Provided material START
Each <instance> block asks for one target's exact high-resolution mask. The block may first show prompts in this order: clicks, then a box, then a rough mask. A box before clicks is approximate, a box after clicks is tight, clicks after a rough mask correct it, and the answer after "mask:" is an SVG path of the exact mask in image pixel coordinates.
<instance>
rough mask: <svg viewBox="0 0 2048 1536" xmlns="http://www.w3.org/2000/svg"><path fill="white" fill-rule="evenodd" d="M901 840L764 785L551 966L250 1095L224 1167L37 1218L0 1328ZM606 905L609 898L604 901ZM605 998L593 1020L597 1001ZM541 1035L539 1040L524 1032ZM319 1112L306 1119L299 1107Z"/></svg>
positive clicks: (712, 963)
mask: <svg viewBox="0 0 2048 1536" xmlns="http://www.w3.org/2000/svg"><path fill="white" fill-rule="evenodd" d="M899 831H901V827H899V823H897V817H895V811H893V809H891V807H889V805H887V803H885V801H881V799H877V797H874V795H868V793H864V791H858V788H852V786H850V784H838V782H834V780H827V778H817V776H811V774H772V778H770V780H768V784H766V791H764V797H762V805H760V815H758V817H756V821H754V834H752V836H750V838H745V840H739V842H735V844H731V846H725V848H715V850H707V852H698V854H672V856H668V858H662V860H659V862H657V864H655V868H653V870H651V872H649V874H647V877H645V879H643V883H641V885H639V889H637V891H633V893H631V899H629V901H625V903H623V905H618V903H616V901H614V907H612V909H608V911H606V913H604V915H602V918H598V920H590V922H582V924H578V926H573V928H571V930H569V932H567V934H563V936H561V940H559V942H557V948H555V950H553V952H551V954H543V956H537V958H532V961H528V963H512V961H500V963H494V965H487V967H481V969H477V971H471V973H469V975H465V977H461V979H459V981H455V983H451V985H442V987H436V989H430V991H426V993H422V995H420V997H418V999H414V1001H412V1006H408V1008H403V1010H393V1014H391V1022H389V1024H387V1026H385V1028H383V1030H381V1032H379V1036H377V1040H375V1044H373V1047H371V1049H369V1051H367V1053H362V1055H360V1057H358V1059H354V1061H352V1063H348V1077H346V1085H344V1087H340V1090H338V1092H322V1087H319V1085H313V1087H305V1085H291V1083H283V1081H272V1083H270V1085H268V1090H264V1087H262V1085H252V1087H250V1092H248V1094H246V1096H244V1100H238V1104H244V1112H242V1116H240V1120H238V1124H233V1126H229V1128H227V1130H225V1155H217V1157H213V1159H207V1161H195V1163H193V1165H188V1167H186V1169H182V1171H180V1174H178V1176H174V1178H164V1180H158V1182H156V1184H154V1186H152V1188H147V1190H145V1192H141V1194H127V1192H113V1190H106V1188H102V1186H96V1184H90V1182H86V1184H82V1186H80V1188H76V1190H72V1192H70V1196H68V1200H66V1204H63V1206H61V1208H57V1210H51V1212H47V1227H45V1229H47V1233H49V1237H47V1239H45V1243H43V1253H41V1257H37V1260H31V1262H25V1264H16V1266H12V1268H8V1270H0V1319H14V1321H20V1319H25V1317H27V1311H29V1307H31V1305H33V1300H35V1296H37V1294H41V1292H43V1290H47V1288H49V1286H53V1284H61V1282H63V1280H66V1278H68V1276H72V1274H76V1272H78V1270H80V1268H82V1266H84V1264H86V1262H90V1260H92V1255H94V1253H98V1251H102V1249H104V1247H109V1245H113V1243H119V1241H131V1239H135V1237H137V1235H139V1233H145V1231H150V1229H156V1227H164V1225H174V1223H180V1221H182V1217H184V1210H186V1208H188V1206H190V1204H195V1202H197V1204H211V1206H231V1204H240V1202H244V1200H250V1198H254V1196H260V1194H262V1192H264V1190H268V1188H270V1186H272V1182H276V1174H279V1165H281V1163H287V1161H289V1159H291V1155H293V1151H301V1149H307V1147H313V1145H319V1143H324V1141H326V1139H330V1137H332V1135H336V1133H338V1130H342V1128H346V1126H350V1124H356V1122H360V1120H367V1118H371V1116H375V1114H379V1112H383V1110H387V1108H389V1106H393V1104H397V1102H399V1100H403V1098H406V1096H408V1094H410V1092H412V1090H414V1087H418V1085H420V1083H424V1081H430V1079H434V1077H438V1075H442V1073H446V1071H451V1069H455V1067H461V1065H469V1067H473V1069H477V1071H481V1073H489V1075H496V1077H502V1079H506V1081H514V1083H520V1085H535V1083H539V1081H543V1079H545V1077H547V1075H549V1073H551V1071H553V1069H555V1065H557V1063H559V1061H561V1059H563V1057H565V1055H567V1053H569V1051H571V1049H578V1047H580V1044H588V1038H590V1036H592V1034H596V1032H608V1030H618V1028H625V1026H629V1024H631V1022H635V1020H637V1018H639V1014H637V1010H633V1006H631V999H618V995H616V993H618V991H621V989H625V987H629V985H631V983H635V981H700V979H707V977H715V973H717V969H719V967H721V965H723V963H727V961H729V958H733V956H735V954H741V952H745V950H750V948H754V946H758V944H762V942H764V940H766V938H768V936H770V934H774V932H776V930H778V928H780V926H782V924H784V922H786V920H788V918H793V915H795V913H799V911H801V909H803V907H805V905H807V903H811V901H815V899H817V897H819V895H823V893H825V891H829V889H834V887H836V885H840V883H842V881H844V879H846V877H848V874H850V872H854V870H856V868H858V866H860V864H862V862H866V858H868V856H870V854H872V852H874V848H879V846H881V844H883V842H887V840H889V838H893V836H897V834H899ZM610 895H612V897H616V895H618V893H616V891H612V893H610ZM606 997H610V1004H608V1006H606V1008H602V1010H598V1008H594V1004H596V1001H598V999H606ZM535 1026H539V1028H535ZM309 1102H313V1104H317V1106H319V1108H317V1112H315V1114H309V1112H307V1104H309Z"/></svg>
Provided material END
Your objective.
Write out the entries again, putting "coarse mask" wherever "rough mask" appears and leaving everything else as it is.

Your response.
Each <instance> block asks for one target's exact high-resolution mask. The block may first show prompts in this order: clicks, then a box, then a coarse mask. A box before clicks is approximate, a box after clicks is tight, clicks after a coarse mask correct it, and the answer after "mask:" is an SVG path of the exact mask in image pixel coordinates.
<instance>
coarse mask: <svg viewBox="0 0 2048 1536" xmlns="http://www.w3.org/2000/svg"><path fill="white" fill-rule="evenodd" d="M901 840L764 785L551 966L250 1095L224 1167L37 1218L0 1328ZM606 905L609 898L604 901ZM605 998L593 1020L597 1001ZM541 1035L539 1040L524 1032ZM319 1112L306 1119L299 1107Z"/></svg>
positive clicks: (712, 963)
mask: <svg viewBox="0 0 2048 1536" xmlns="http://www.w3.org/2000/svg"><path fill="white" fill-rule="evenodd" d="M899 831H901V827H899V823H897V817H895V811H893V809H891V807H889V805H887V803H885V801H881V799H877V797H874V795H868V793H864V791H858V788H852V786H850V784H838V782H834V780H827V778H817V776H811V774H772V778H770V780H768V784H766V791H764V797H762V805H760V815H758V817H756V821H754V834H752V836H750V838H745V840H739V842H735V844H731V846H725V848H715V850H707V852H698V854H672V856H668V858H662V860H659V862H657V864H655V868H653V870H651V872H649V874H647V877H645V879H643V883H641V885H639V889H637V891H633V893H631V899H629V901H625V903H623V905H618V903H616V901H614V907H612V909H608V911H606V913H604V915H602V918H598V920H590V922H582V924H578V926H573V928H571V930H569V932H567V934H563V936H561V940H559V942H557V948H555V950H553V952H551V954H543V956H537V958H532V961H528V963H512V961H500V963H494V965H487V967H481V969H477V971H471V973H469V975H465V977H461V979H459V981H455V983H451V985H442V987H436V989H430V991H426V993H422V995H420V997H418V999H414V1001H412V1006H408V1008H403V1010H393V1014H391V1022H389V1024H387V1026H385V1028H383V1030H381V1032H379V1036H377V1040H375V1044H373V1047H371V1049H369V1051H367V1053H362V1055H360V1057H358V1059H354V1061H352V1063H348V1077H346V1085H344V1087H340V1090H338V1092H322V1087H319V1085H313V1087H305V1085H291V1083H283V1081H272V1083H270V1085H268V1090H264V1087H262V1085H252V1087H250V1092H248V1094H246V1096H244V1100H238V1104H244V1112H242V1116H240V1120H238V1124H233V1126H229V1128H227V1130H225V1155H217V1157H213V1159H207V1161H195V1163H193V1165H188V1167H186V1169H182V1171H180V1174H178V1176H174V1178H164V1180H158V1182H156V1184H154V1186H152V1188H147V1190H145V1192H141V1194H127V1192H113V1190H106V1188H102V1186H96V1184H90V1182H86V1184H82V1186H80V1188H76V1190H72V1192H70V1196H68V1200H66V1204H63V1206H61V1208H57V1210H51V1212H47V1227H45V1229H47V1233H49V1237H47V1239H45V1243H43V1253H41V1257H37V1260H31V1262H25V1264H16V1266H12V1268H8V1270H0V1319H14V1321H20V1319H25V1317H27V1311H29V1307H31V1305H33V1300H35V1296H37V1294H41V1292H43V1290H47V1288H49V1286H53V1284H61V1282H63V1280H66V1278H68V1276H72V1274H76V1272H78V1270H80V1268H82V1266H84V1264H86V1262H90V1260H92V1255H94V1253H98V1251H102V1249H104V1247H109V1245H113V1243H119V1241H131V1239H135V1237H137V1235H139V1233H145V1231H150V1229H156V1227H164V1225H174V1223H180V1221H182V1217H184V1210H186V1208H188V1206H190V1204H195V1202H197V1204H211V1206H231V1204H240V1202H244V1200H250V1198H254V1196H260V1194H262V1192H264V1190H268V1188H270V1186H272V1182H276V1174H279V1165H281V1163H287V1161H289V1159H291V1155H293V1151H301V1149H307V1147H313V1145H319V1143H324V1141H326V1139H330V1137H332V1135H336V1133H338V1130H342V1128H346V1126H350V1124H356V1122H360V1120H367V1118H371V1116H375V1114H379V1112H383V1110H387V1108H389V1106H393V1104H397V1102H399V1100H403V1098H406V1096H408V1094H410V1092H412V1090H414V1087H418V1085H420V1083H424V1081H430V1079H434V1077H438V1075H442V1073H446V1071H451V1069H455V1067H461V1065H469V1067H473V1069H477V1071H481V1073H489V1075H496V1077H502V1079H506V1081H514V1083H520V1085H535V1083H539V1081H543V1079H545V1077H547V1075H549V1073H551V1071H553V1069H555V1065H557V1063H559V1061H561V1059H563V1057H565V1055H567V1053H569V1051H571V1049H578V1047H580V1044H588V1038H590V1036H592V1034H596V1032H608V1030H618V1028H625V1026H629V1024H631V1022H635V1020H637V1018H639V1014H637V1010H633V1006H631V999H618V995H616V993H618V991H621V989H625V987H629V985H631V983H635V981H700V979H707V977H715V973H717V969H719V967H721V965H723V963H727V961H729V958H733V956H735V954H741V952H745V950H750V948H754V946H758V944H762V942H764V940H766V938H768V936H770V934H774V932H776V930H778V928H780V926H782V924H784V922H786V920H788V918H793V915H795V913H799V911H801V909H803V907H805V905H807V903H811V901H815V899H817V897H819V895H823V893H825V891H829V889H834V887H836V885H840V883H842V881H844V879H846V877H848V874H850V872H854V870H856V868H858V866H860V864H862V862H866V858H868V856H870V854H872V852H874V848H879V846H881V844H883V842H887V840H889V838H893V836H897V834H899ZM610 895H612V897H616V895H618V893H616V891H612V893H610ZM606 997H610V1004H608V1006H606V1008H602V1010H598V1008H594V1004H596V1001H598V999H606ZM535 1026H539V1028H535ZM309 1102H313V1104H317V1106H319V1108H317V1112H315V1114H309V1112H307V1104H309Z"/></svg>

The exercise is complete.